*Task prompt:* Reproduce, word for word, every line starting at the line that contains "Task — mark the airplane, giving" and ending with the final line of the entries.

━━━━━━━━━━━━━━━━━━━━━━━━━━━━━━

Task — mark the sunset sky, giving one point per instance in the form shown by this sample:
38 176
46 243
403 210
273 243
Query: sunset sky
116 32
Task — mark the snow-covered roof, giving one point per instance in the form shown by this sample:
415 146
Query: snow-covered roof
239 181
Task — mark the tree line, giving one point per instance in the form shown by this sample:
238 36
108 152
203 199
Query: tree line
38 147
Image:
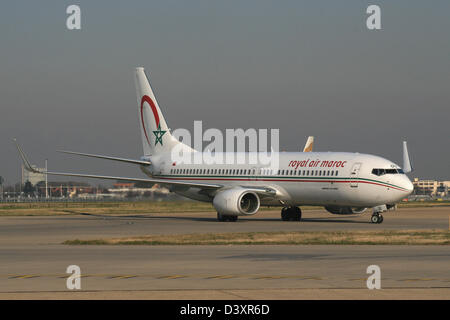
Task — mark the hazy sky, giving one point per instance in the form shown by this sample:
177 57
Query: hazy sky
305 67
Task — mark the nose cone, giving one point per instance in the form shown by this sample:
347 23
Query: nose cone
407 184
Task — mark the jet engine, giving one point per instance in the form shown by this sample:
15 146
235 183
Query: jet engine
344 210
236 202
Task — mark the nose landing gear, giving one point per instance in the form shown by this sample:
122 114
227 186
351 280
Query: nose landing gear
291 214
376 218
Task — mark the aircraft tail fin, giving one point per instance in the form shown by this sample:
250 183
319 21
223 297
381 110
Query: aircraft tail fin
156 136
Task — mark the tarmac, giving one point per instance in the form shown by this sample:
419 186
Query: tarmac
33 260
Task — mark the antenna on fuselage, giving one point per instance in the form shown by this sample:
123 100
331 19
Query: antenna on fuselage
406 162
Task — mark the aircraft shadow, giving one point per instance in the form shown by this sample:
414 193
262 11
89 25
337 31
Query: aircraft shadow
214 219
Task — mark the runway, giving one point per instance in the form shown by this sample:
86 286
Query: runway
33 261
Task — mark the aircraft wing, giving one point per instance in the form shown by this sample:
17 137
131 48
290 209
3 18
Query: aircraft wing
140 162
158 181
209 186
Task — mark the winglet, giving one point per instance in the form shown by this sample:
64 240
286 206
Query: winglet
25 161
406 162
309 144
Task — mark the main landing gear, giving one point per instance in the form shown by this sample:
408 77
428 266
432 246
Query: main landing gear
376 218
291 214
224 217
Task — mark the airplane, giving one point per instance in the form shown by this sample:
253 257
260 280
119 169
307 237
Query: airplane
309 144
343 183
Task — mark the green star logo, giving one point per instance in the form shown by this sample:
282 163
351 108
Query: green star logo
158 134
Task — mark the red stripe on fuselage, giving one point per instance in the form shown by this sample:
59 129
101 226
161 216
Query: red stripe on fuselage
282 180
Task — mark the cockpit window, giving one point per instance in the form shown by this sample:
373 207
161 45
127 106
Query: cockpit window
380 172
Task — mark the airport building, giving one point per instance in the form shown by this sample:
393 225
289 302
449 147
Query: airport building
431 187
33 177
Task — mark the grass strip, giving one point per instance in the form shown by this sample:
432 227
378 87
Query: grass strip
403 237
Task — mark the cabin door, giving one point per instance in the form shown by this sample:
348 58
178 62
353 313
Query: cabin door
354 174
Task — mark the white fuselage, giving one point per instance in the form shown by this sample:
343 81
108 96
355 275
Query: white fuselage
301 178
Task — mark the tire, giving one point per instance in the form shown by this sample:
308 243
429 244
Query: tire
298 214
285 214
375 218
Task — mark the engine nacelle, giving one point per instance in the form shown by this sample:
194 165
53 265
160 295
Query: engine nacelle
236 202
344 210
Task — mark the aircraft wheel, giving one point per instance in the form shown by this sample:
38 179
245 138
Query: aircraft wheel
291 214
223 217
285 214
376 218
297 212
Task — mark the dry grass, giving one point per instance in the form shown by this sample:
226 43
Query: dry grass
405 237
131 207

━━━━━━━━━━━━━━━━━━━━━━━━━━━━━━

*Solution for this exercise:*
Task — mark the airplane, giving one point per instance in the form shown by this sample:
253 257
260 280
119 169
307 237
Query: airplane
309 144
343 183
Task — mark the green star logo, giving one point per instance in the form shown by this sample:
282 163
351 108
Query: green star logo
158 134
Task — mark the red stripe on fuselage, giving one point per instance in the form shown by this sample:
59 129
101 226
161 216
Query: red stripe on fuselage
282 180
Task — mark the cockpit window, giving one point per instance in the form shown by this sample:
373 207
161 45
127 106
Query: cockpit window
380 172
Task — mark the airport building, giving one point per instance in the form shown by this sample:
393 225
289 302
449 147
Query: airport building
431 187
33 177
Task — mark the grass strip, giving one point per instance in the form shown by this sample:
432 227
378 87
Query: grass strip
403 237
Task — mark the cabin door, giving one point per instance in the form shown by this sample:
348 58
178 62
353 313
Query: cabin door
354 174
Task — mark the white fuselage, giving one point per instance in the form shown by this sample:
343 81
108 96
355 275
Query: white fuselage
301 178
Task — mark the tire, giving one point per instance in the form shown by this sample:
308 243
429 244
Query: tire
298 214
285 214
375 218
Task — mark the engine nacelle, giving one point per instance in the form shown by this sample:
194 165
53 265
160 295
Query: engine nacelle
236 202
344 210
Task — mark the aircraft wheel, giving one point per instance in the form shown by this sample:
38 179
245 138
Query: aircraft wheel
291 214
223 217
285 214
376 218
297 212
Task — mark the dry grass, giving one point per instance in the form shown by this sample:
226 43
Query: dry grass
405 237
131 207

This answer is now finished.